● PROBLEM DESCRIPTION:
Reproduce the material word for word, starting with the line that contains "Can you please pinpoint where the side" and going on through the line that contains "[[563, 167, 1156, 864]]", with both of those lines included. Leave the pictures out of your answer.

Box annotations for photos
# # # # #

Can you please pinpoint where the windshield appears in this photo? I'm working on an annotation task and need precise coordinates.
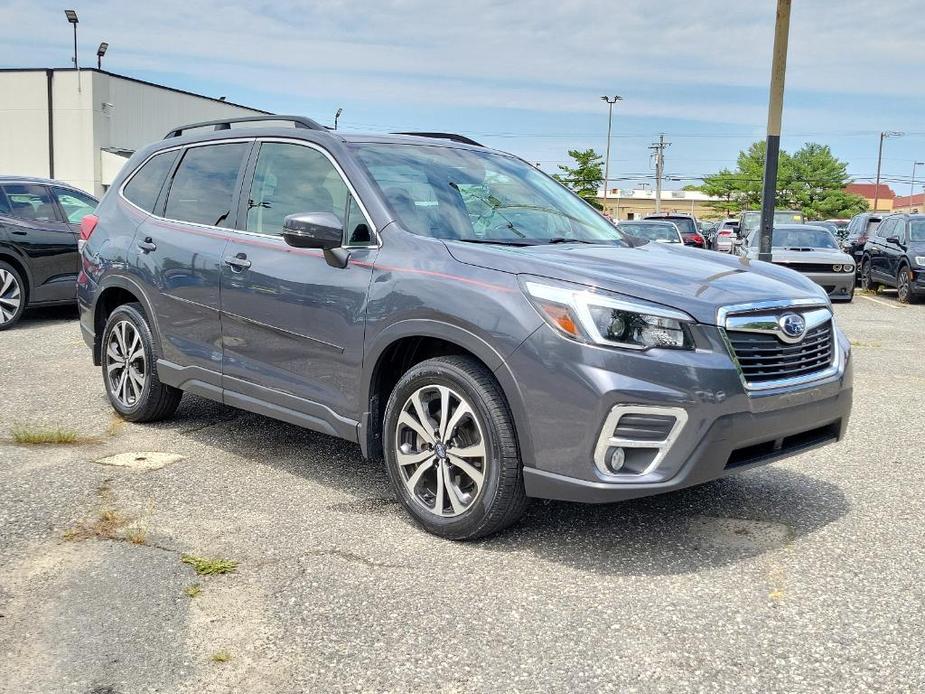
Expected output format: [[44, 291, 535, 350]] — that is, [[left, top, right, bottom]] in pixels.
[[752, 226, 838, 250], [909, 224, 925, 246], [619, 222, 681, 243], [353, 144, 628, 245]]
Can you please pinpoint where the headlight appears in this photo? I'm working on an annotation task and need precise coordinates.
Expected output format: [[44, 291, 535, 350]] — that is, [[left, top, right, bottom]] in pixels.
[[523, 281, 694, 349]]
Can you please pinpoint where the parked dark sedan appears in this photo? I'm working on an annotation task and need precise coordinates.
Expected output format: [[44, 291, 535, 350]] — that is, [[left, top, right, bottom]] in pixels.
[[861, 214, 925, 304], [0, 176, 97, 330], [842, 212, 884, 279]]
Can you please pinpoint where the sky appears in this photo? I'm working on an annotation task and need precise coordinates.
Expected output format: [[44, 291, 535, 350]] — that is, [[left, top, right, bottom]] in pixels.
[[0, 0, 925, 195]]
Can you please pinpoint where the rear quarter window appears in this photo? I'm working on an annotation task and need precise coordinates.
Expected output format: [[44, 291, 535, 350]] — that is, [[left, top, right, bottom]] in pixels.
[[122, 150, 179, 212]]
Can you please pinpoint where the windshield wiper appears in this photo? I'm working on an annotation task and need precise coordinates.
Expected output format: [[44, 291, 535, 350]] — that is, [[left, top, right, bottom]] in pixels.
[[451, 239, 538, 246]]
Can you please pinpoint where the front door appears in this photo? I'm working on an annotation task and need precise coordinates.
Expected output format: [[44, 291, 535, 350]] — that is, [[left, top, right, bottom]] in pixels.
[[222, 141, 378, 438], [0, 183, 79, 303]]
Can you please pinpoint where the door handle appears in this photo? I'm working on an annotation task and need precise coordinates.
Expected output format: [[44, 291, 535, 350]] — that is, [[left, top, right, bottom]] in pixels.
[[225, 253, 251, 272]]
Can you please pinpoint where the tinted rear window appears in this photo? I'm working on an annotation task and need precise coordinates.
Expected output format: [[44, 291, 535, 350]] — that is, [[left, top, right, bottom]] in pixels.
[[122, 150, 179, 212], [164, 142, 250, 226]]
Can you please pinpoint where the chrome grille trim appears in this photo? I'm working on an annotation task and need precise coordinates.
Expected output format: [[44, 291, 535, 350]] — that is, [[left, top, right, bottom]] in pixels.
[[717, 300, 841, 392]]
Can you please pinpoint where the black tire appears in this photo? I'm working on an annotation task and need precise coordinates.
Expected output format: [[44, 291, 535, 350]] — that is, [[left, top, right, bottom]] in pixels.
[[861, 258, 881, 294], [100, 303, 183, 422], [0, 260, 28, 330], [383, 356, 528, 540], [896, 265, 919, 304]]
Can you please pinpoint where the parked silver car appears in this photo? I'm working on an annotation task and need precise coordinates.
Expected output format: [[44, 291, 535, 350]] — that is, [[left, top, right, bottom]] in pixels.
[[736, 224, 855, 301]]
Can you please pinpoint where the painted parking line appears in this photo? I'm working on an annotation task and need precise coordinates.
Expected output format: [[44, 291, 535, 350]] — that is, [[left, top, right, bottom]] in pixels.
[[857, 294, 905, 308]]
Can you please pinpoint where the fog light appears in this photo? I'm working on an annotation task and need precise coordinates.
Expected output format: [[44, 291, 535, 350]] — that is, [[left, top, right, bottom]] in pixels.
[[608, 448, 626, 472]]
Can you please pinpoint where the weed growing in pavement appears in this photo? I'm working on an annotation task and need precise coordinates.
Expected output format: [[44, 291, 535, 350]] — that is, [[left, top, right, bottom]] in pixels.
[[180, 554, 238, 576], [11, 425, 84, 445]]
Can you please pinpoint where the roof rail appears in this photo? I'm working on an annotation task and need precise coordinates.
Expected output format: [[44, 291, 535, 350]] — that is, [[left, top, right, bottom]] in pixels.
[[392, 133, 485, 147], [164, 115, 327, 140]]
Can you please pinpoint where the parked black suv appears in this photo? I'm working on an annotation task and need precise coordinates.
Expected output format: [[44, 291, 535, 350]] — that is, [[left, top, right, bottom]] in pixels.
[[861, 209, 925, 304], [842, 212, 885, 279], [0, 176, 97, 330], [78, 116, 852, 539]]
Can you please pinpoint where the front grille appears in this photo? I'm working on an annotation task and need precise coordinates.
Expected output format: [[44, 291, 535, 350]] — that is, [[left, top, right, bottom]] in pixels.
[[613, 413, 677, 441], [727, 320, 834, 383], [774, 263, 841, 272]]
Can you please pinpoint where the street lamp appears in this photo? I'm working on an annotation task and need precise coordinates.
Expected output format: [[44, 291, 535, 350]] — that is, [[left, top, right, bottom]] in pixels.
[[909, 161, 925, 198], [601, 94, 623, 206], [874, 130, 906, 212]]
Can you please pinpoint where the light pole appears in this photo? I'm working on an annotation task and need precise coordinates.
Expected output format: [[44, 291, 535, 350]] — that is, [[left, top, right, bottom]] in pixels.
[[874, 130, 905, 212], [758, 0, 792, 262], [909, 161, 925, 198], [64, 10, 80, 92], [601, 94, 623, 210]]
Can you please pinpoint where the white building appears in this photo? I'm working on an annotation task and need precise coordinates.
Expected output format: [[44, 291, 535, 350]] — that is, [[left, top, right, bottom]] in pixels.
[[0, 68, 267, 196]]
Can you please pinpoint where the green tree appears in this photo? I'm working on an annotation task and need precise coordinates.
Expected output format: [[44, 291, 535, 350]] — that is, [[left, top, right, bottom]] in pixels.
[[700, 142, 867, 219], [554, 149, 604, 209]]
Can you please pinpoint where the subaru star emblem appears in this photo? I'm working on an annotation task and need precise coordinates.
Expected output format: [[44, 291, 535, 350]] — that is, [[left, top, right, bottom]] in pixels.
[[777, 313, 806, 340]]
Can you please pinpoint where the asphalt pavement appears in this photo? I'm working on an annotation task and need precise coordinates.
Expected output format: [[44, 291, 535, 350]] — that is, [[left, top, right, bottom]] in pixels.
[[0, 294, 925, 694]]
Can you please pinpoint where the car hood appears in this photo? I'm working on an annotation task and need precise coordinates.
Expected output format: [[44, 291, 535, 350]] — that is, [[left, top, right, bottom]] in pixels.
[[445, 241, 827, 324]]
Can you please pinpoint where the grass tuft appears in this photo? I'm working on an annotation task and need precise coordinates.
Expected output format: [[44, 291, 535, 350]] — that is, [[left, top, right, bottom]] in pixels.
[[180, 554, 238, 576], [12, 425, 81, 445], [212, 648, 231, 663]]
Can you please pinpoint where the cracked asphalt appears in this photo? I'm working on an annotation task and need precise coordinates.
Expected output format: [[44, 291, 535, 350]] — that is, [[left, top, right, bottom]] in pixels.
[[0, 294, 925, 694]]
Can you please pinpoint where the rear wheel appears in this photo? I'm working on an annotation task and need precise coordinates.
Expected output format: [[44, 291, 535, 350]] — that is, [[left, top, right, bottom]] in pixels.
[[0, 260, 26, 330], [383, 356, 527, 540], [896, 265, 918, 304], [861, 258, 880, 294], [101, 303, 183, 422]]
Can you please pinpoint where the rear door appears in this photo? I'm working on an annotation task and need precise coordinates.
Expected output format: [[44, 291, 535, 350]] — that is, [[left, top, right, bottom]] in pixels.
[[132, 140, 252, 396], [3, 183, 79, 303], [222, 140, 378, 438]]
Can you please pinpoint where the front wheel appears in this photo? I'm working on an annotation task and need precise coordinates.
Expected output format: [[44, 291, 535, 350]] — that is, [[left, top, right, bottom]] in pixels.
[[101, 304, 183, 422], [383, 356, 527, 540]]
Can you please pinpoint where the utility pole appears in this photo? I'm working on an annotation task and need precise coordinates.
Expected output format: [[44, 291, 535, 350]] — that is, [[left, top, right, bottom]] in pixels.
[[601, 94, 623, 210], [874, 130, 905, 212], [649, 133, 671, 214], [758, 0, 792, 262]]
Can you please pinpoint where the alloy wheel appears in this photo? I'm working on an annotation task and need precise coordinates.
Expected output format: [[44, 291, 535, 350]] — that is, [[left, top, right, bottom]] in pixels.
[[0, 268, 22, 324], [106, 320, 148, 408], [395, 385, 488, 517]]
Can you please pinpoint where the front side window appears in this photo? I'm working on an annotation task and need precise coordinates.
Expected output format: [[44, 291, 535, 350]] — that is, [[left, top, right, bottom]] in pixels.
[[3, 183, 60, 222], [244, 142, 352, 235], [122, 149, 180, 212], [353, 144, 625, 246], [54, 188, 96, 224], [164, 142, 250, 226]]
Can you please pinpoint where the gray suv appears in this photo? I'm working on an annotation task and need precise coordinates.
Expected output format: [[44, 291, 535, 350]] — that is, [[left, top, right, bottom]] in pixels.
[[78, 116, 852, 539]]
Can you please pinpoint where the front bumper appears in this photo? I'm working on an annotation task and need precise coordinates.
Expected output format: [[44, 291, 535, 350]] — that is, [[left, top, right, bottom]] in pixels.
[[802, 272, 855, 301], [498, 326, 852, 503]]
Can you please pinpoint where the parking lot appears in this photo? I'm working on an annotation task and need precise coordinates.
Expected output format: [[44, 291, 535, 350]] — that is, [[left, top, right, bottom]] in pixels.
[[0, 292, 925, 693]]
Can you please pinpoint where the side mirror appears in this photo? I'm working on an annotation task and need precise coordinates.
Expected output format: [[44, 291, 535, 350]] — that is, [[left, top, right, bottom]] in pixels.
[[282, 212, 350, 268]]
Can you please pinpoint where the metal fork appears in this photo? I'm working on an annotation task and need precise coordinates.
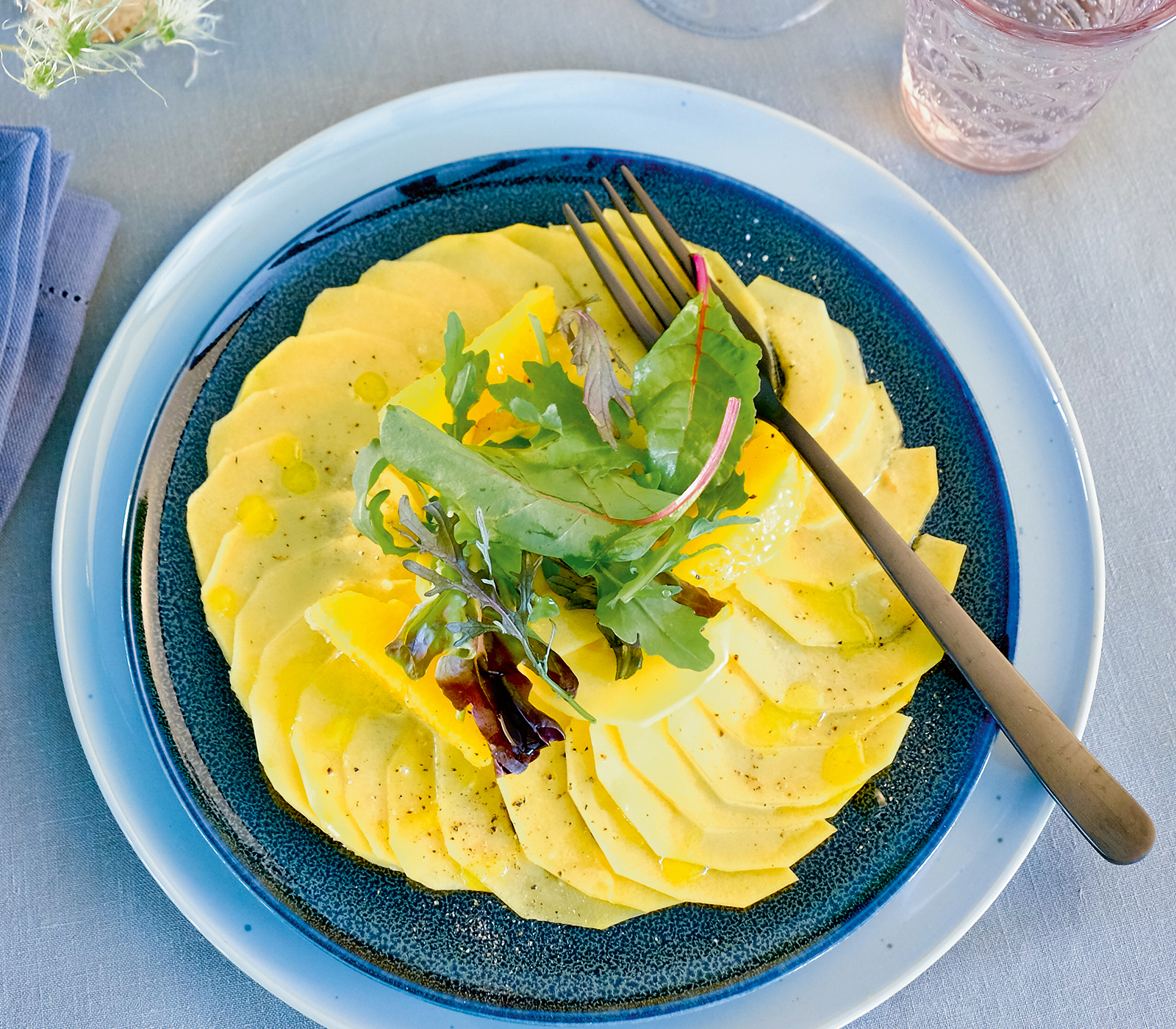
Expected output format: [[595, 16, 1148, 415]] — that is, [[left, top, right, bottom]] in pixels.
[[563, 167, 1156, 864]]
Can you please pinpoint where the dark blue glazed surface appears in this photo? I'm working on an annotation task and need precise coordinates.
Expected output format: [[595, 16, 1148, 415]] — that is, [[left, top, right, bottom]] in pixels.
[[127, 151, 1017, 1022]]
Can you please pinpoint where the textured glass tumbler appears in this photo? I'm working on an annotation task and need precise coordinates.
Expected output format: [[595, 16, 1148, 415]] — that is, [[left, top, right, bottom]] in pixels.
[[902, 0, 1176, 172]]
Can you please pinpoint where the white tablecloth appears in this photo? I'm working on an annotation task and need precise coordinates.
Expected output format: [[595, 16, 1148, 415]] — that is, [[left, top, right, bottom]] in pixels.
[[0, 0, 1176, 1029]]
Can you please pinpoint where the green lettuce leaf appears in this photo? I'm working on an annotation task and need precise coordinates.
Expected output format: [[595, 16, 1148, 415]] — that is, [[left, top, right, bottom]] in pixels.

# # # # #

● FULL SOLUTION:
Can you please pinpoint where the side mirror appears in this photo? I'm working on an annotation task and need precise coordinates.
Expected output format: [[44, 291, 535, 350]] — that is, [[left, top, right, bottom]] in pixels.
[[282, 212, 350, 268]]
Can you please pinpoint where the metal fork appears in this photo? I'm working on an annotation task and need precise coordinates.
Expected output format: [[595, 16, 1148, 415]] — that is, [[left, top, right, bottom]] in pixels.
[[563, 167, 1156, 864]]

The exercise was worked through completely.